* **Task description**:
Reproduce word for word the portion of the engineered stone countertop guide below, from "But this type" up to and including "as a countertop?".

* **Passage**:
-------
A Beginner’s Guide to Engineered Stone Countertops
Beautiful, hygienic, and low-maintenance, engineered stone makes an ideal eco-friendly countertop surface.
Many Americans nowadays care about making eco-friendly choices. And when it comes to countertops, engineered stone is one of the most environmentally sensitive choices you can make. An alternative to natural stone cut from pure marble or granite, this factory-made composite features crushed stone (often quartz crystals in countertops and marble in wall and flooring products) bound in slab form with an adhesive or resin. In fact, because of the high percentage of quartz crystals found in quartz countertops, the material is often simply called quartz.
But this type of surface offers a host of other benefits, too—among them its durability, beauty, and easy maintenance. These qualities and more make engineered stone countertops prime materials for interior designers’ kitchen schemes and the clients who hire them. Ahead, NJ-based architect Joshua Zinder offers his insight on the versatile surface by answering some of prospective buyers’ biggest questions.
What kind of engineered stone can be used as a countertop?
Slabs used in the kitchen should be acid-resistant and non-absorptive, and a variety of products on the market made with crushed quartz crystals—including options from Silestone, Caesarstone, and IceStone—fit the bill. Most engineered stones are fantastic for high-wear uses such as kitchen countertops. The types and sizes of the components used to make the engineered stone that will determine its best uses. An engineered surface with large chunks of marble, for example, will be limited in performance to the pieces of marble it contains.
What makes engineered stone good as a countertop surface?
-------
* **Saved data entries**:
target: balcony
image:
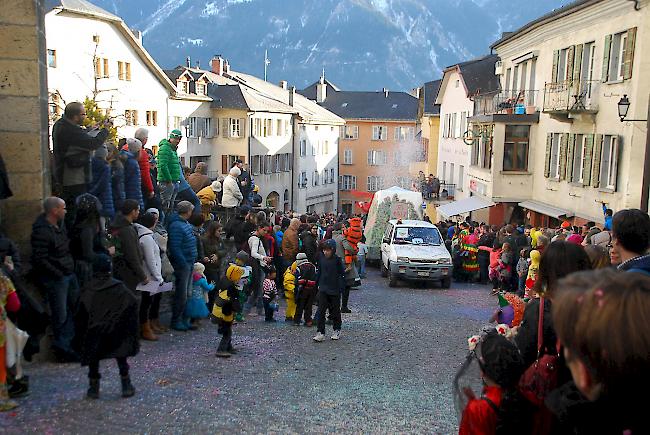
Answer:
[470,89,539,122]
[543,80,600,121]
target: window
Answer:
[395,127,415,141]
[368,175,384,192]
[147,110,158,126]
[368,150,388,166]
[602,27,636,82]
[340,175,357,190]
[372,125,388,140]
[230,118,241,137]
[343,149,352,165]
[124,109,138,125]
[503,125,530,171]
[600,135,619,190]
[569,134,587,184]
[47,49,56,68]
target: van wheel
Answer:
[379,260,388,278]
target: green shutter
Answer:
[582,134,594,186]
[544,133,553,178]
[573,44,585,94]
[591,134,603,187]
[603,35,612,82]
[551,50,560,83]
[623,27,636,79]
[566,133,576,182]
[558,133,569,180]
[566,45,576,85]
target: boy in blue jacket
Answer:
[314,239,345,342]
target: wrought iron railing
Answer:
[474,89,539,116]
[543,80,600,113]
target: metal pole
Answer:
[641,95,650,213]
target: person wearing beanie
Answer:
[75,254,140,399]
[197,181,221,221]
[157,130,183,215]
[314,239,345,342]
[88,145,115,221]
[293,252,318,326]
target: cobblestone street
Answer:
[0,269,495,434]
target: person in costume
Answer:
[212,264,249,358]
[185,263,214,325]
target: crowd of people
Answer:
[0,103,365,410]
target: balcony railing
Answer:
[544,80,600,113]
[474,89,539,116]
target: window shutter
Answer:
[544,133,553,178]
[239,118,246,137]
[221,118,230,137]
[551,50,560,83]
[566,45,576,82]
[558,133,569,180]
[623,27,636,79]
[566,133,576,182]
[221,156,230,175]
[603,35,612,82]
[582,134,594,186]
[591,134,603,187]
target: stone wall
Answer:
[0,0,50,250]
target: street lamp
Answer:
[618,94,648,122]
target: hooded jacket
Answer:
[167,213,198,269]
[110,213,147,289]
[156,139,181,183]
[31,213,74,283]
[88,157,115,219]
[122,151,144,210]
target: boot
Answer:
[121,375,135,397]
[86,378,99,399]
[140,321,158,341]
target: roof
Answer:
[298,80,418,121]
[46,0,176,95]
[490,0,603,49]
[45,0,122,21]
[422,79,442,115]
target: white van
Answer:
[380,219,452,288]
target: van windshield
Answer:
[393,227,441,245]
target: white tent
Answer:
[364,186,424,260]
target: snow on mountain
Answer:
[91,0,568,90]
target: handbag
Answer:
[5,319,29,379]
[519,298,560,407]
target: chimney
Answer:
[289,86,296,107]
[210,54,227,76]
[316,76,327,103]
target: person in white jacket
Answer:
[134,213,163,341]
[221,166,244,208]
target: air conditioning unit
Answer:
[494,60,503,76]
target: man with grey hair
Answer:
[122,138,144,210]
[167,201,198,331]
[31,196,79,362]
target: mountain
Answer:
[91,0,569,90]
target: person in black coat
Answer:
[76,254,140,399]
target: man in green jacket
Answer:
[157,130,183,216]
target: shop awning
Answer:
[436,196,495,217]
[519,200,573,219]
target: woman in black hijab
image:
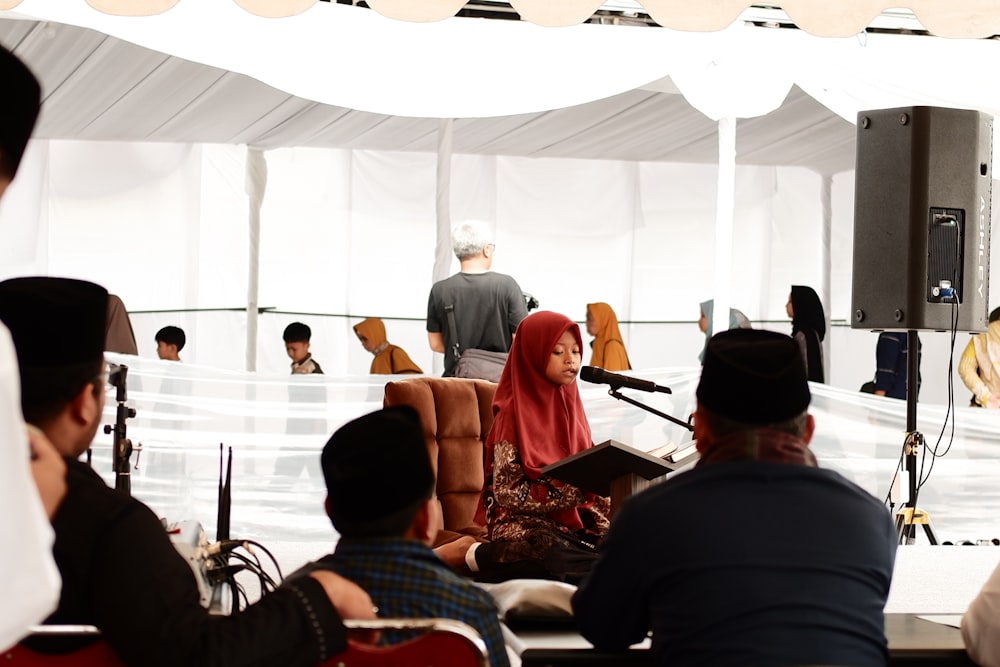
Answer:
-------
* **Exercise result**:
But this type of surface offers a host of other benefits, too—among them its durability, beauty, and easy maintenance. These qualities and more make engineered stone countertops prime materials for interior designers’ kitchen schemes and the clients who hire them. Ahead, NJ-based architect Joshua Zinder offers his insight on the versatile surface by answering some of prospective buyers’ biggest questions.
What kind of engineered stone can be used as a countertop?